-- Ziele --
[1] Beantworte diese Fragen zum Auszug:
(a) Wie viele Mitglieder hat der Obstbauring Tettnang?
(b) Wie viele Hektar Apfelplantagen hat Bernhard heute?
(c) Aus welchem Fluss konnte Bernhard in den Frostnächten Wasser für die Frostberegnung ziehen?
[2] Aktualisiere im Auszug alles von „Im Jahr 1981, als“ bis hinunter zu „Kreditraten laufen noch.“, indem du „Kühe“ durch „Schweine“ ersetzt, und gib den Abschnitt so wieder.

═════ Auszug zum Lesen ═════

Jährlich werden rund 80 000 Tonnen Äpfel geerntet

Das Telefon im Wohnzimmer des 54-jährigen Familienvaters läutet jetzt öfter als sonst. Er ist Vorsitzender des Obstbaurings Tettnang, ein stolzer Erzeugerverbund mit 488 Mitgliedern, die jährlich rund 80 000 Tonnen Äpfel produzieren. Seit Kurzem ist das Ehrenamt eine Qual. Bernhard soll Krisenmanager sein, wo er doch selber nicht weiß, wie er die Katastrophe am eigenen Hof in den Griff kriegen soll. „Jeden Tag rufen mich die Leute an. Wir wissen nicht, wie es weitergeht.“ In den Frostnächten hätten einige Berufskollegen verzweifelt Sägespäne in Kisten gepackt, sie zwischen Baumreihen gestellt und angezündet. Aber dann seien die Stempel der Apfelblüten doch schwarz geworden. „Das hat so gut wie keinen Effekt gehabt, weil wir Windfrost gehabt haben.“

Nach Bernhards vorläufiger Schätzung hat er 90 Prozent der Apfelernte verloren. Genau wisse man das erst in etwa vier Wochen. Vielleicht hätten ja doch noch einige Blüten überlebt, vielleicht bei den Apfelsorten Braeburn und Gala, deren Blüten Ende April noch nicht so weit ausgebildet waren. Aber selbst wenn: Der zu erwartende Verlust werde Hunderttausende Euro betragen, befürchtet Bernhard.

181 waren die Folgen des Frostes nicht so schlimm

Im Jahr 1981, als es im Südwesten schon einmal ähnlich verheerende Frostnächte während der Blütezeit gab, war der 54-Jährige ein junger Bursche, der Vater, so erinnert er sich, ließ ihn in Urlaub fahren, obwohl am Hof alles auf Hochtouren lief. Die Folgen waren dann auch schlimm, aber doch nicht vergleichbar mit heute. „Da hat jeder noch was anderes gehabt, zwanzig Kühe oder so. Wir bei uns haben damals vielleicht zwei Hektar Äpfel gehabt.“ Jetzt sind es 50 Hektar Apfelplantagen, dazu ein großer Hofladen, gebaut zusammen mit einem neuen Wohnhaus im Jahr 2005. Die Kreditraten laufen noch.

Die Erdbeeren, immerhin, scheinen es geschafft zu haben, sagt Bernhard. Seine Felder liegen am Fluss Argen, aus dem er während der Frostnächte Wasser für eine „Frostberegnung“ ziehen konnte. Über den Pflanzen wird ein Wassersprühnebel erzeugt; im Moment, in dem das Wasser zu Eis erstarrt, entsteht zugleich Wärmeenergie, sogenannte Kristallisationswärme. Die meisten seiner Kollegen hätten solche Anlagen nicht, bedauert Bernhard. Und wo doch, habe oft das Wasser gefehlt, weil die Brunnen im Kressbronner Umland nach langer Trockenheit nichts mehr hergaben.

═════ Bereitgestellte Daten ═════

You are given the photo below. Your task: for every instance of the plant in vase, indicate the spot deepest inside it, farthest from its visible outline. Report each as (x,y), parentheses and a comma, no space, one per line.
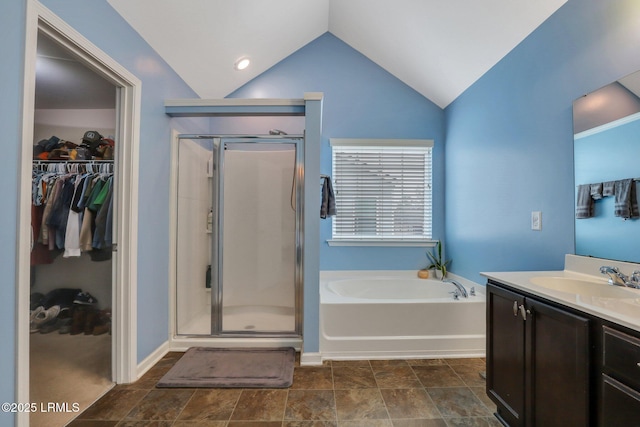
(437,263)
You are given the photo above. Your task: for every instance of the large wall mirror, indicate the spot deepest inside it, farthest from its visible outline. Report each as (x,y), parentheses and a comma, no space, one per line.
(607,159)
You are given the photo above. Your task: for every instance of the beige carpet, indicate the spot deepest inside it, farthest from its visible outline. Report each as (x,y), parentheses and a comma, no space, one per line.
(70,370)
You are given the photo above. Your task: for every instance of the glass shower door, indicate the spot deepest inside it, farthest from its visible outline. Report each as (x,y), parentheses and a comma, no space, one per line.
(256,242)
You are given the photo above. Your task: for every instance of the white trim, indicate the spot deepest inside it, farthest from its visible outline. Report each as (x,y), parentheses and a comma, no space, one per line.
(173,234)
(23,247)
(310,359)
(41,19)
(150,361)
(233,102)
(607,126)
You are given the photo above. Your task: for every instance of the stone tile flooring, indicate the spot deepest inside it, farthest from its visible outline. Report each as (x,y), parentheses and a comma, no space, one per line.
(368,393)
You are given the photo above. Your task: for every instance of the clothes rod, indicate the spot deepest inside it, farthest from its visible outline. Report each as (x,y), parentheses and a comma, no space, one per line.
(71,161)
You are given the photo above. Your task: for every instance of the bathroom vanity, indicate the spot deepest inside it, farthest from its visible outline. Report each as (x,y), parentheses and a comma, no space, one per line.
(563,347)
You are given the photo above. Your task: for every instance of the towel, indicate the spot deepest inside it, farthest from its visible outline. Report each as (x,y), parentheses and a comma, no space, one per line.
(328,206)
(608,188)
(596,191)
(584,202)
(626,203)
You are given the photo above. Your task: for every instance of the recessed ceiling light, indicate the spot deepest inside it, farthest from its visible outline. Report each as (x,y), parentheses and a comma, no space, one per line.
(242,63)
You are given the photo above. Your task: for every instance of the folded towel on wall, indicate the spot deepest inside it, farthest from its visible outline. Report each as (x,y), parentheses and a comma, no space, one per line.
(584,202)
(596,191)
(626,203)
(328,205)
(608,188)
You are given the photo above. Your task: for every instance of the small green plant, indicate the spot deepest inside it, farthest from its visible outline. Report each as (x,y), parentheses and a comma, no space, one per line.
(437,262)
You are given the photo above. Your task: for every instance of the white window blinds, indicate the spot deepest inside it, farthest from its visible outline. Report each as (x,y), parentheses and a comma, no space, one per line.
(382,189)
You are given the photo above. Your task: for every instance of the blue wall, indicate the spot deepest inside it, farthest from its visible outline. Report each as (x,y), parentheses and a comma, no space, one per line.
(159,82)
(12,21)
(510,139)
(361,100)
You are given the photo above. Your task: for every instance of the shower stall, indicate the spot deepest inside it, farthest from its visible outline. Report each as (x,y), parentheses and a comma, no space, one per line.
(238,235)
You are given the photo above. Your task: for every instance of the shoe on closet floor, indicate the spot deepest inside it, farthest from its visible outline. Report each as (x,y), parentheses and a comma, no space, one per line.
(78,321)
(90,322)
(34,325)
(54,325)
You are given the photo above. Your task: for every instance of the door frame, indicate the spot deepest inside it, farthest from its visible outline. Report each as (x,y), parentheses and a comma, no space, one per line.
(128,100)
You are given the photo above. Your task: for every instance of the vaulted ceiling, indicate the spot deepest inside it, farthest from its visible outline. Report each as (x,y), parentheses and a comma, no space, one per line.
(437,47)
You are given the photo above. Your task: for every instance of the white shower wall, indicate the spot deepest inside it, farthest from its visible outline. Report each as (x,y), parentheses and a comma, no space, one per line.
(259,229)
(258,246)
(193,299)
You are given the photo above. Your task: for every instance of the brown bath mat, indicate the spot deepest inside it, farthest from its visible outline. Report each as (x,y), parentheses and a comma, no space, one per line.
(232,368)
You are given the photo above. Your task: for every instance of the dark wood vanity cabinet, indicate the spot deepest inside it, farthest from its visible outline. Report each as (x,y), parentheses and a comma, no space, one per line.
(620,379)
(538,364)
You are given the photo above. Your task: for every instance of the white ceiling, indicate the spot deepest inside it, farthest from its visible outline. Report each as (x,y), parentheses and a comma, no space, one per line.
(437,47)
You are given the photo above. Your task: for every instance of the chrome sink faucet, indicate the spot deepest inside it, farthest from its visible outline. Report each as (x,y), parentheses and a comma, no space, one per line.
(459,286)
(617,278)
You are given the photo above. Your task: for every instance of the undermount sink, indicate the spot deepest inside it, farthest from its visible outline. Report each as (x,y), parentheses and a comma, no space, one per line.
(583,287)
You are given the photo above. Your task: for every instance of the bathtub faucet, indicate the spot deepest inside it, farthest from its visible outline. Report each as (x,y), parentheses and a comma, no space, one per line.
(458,285)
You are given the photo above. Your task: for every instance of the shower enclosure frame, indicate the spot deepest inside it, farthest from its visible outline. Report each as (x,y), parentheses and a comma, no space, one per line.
(217,255)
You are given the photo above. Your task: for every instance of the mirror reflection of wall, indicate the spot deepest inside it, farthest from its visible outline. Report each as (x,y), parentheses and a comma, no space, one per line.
(607,148)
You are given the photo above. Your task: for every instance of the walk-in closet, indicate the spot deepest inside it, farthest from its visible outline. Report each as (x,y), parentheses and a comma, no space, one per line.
(72,234)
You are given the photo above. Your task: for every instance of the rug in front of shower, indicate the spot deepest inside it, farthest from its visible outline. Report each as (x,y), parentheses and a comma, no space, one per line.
(232,368)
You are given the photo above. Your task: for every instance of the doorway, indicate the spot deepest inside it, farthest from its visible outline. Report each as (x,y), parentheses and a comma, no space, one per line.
(238,266)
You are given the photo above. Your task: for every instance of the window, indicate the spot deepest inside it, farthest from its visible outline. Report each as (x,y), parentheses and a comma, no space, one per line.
(383,191)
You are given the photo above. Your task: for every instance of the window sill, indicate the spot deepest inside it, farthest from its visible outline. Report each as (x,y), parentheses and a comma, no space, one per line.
(388,243)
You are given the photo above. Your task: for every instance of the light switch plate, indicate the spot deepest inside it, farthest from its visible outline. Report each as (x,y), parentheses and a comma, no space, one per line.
(536,220)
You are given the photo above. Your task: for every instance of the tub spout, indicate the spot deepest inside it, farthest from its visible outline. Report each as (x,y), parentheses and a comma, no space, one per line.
(458,285)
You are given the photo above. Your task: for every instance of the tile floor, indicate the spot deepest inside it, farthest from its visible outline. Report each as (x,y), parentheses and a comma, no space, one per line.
(369,393)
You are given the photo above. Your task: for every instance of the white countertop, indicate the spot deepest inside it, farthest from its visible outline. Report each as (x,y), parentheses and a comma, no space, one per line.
(620,305)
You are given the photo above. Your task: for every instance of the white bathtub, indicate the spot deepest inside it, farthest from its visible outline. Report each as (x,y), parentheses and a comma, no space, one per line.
(382,315)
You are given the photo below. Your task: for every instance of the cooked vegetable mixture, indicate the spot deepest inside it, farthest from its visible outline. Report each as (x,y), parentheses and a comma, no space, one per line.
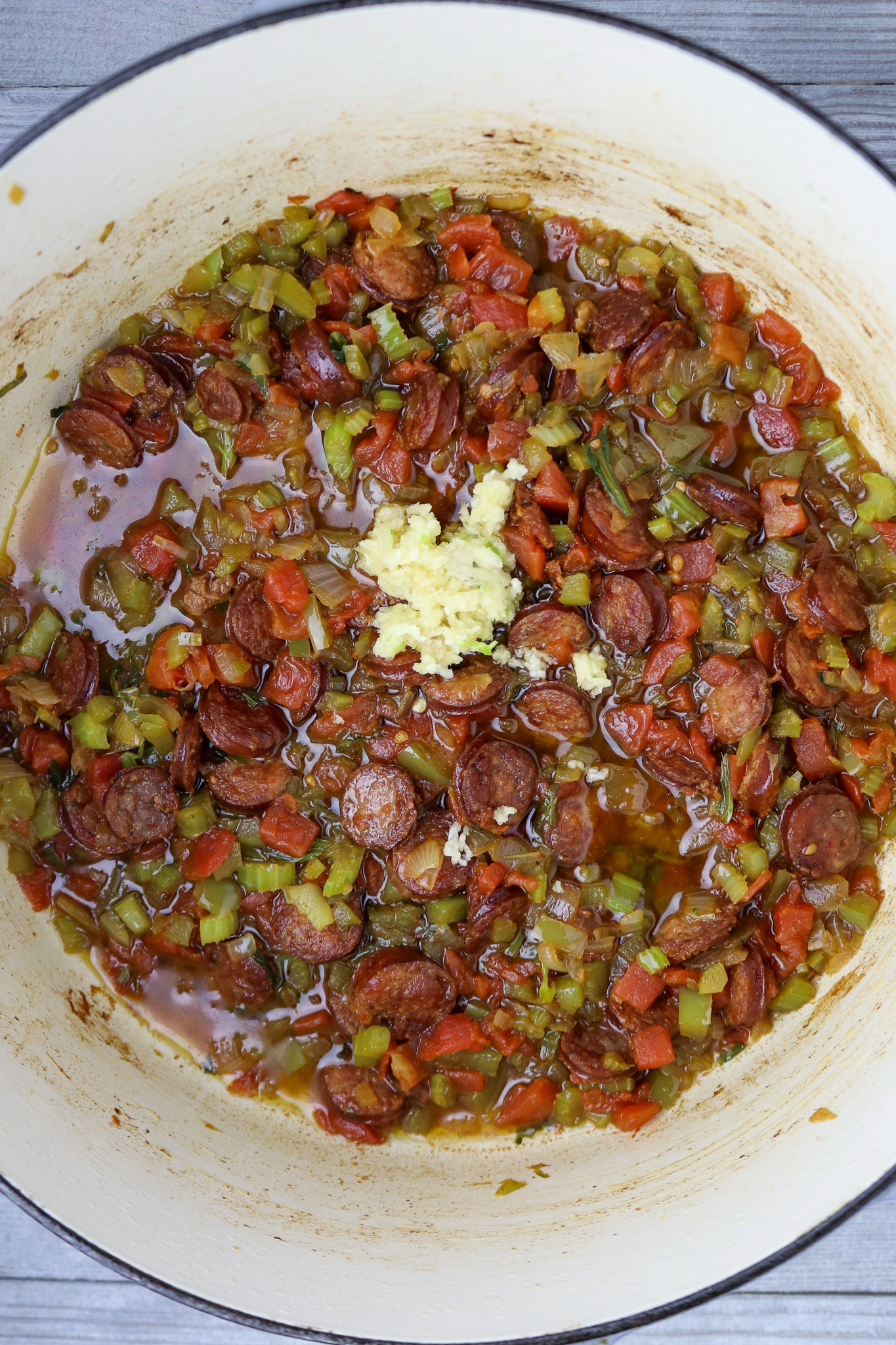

═════

-- Ergebnisse der Reihenfolge --
[1]
(a) 488
(b) 50 Hektar
(c) Aus der Argen

[2]
Im Jahr 1981, als es im Südwesten schon einmal ähnlich verheerende Frostnächte während der Blütezeit gab, war der 54-Jährige ein junger Bursche, der Vater, so erinnert er sich, ließ ihn in Urlaub fahren, obwohl am Hof alles auf Hochtouren lief. Die Folgen waren dann auch schlimm, aber doch nicht vergleichbar mit heute. „Da hat jeder noch was anderes gehabt, zwanzig Schweine oder so. Wir bei uns haben damals vielleicht zwei Hektar Äpfel gehabt.“ Jetzt sind es 50 Hektar Apfelplantagen, dazu ein großer Hofladen, gebaut zusammen mit einem neuen Wohnhaus im Jahr 2005. Die Kreditraten laufen noch.